╭─ Data supplied
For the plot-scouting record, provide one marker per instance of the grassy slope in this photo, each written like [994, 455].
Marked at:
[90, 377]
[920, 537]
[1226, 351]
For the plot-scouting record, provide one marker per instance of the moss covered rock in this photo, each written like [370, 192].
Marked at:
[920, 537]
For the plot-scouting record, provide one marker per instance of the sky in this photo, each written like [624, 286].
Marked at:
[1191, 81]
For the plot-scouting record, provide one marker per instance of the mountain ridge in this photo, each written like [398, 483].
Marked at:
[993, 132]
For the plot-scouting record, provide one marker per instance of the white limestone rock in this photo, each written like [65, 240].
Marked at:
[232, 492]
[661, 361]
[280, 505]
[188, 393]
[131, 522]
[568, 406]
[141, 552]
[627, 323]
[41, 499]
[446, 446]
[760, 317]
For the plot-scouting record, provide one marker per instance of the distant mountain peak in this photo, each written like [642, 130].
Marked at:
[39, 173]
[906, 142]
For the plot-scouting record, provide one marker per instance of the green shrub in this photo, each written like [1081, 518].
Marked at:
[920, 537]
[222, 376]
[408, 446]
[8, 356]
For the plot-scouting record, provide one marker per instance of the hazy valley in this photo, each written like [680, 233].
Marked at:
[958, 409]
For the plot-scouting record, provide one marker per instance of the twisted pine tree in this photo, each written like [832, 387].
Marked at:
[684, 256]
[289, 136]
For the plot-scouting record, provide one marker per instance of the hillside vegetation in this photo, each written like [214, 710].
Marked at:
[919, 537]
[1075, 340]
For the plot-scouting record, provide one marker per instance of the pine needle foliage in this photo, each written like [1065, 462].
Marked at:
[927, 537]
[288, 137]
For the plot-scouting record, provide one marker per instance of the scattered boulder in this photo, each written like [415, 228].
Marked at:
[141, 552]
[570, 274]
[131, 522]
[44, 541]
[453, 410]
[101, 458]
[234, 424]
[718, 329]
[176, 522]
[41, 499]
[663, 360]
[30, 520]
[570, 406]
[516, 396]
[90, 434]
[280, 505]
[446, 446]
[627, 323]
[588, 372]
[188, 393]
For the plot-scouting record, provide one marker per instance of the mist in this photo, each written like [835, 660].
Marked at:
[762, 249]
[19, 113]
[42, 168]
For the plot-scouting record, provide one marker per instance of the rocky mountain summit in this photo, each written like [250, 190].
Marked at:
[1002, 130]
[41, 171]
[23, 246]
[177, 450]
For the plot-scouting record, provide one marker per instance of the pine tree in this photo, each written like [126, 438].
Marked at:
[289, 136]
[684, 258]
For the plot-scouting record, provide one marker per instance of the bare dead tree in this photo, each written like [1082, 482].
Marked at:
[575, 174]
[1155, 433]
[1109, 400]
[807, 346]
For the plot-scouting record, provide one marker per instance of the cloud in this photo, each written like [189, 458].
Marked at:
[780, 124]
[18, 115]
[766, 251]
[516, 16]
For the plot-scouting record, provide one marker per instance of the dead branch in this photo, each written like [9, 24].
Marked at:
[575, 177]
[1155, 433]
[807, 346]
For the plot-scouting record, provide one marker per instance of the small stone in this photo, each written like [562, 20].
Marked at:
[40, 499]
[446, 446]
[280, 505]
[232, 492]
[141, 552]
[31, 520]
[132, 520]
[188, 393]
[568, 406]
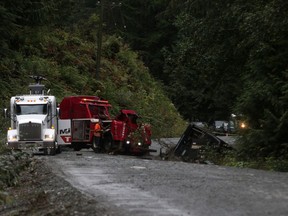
╰─
[The task]: Pull out, word for word, every line from the one containing "like [9, 24]." through the last line of the records, with both of those lines included. Leave the pictures out of your answer.

[Response for this exercise]:
For the plot-scouting record, provide one marker per instance of the dead branch in this photo, each written like [9, 24].
Marked at:
[575, 177]
[1155, 433]
[807, 346]
For the plot-scouting record, provide one marker per instance of the small stone in this photo, each written like [562, 20].
Marked at:
[40, 499]
[446, 446]
[280, 505]
[232, 492]
[141, 552]
[31, 520]
[132, 520]
[188, 393]
[568, 406]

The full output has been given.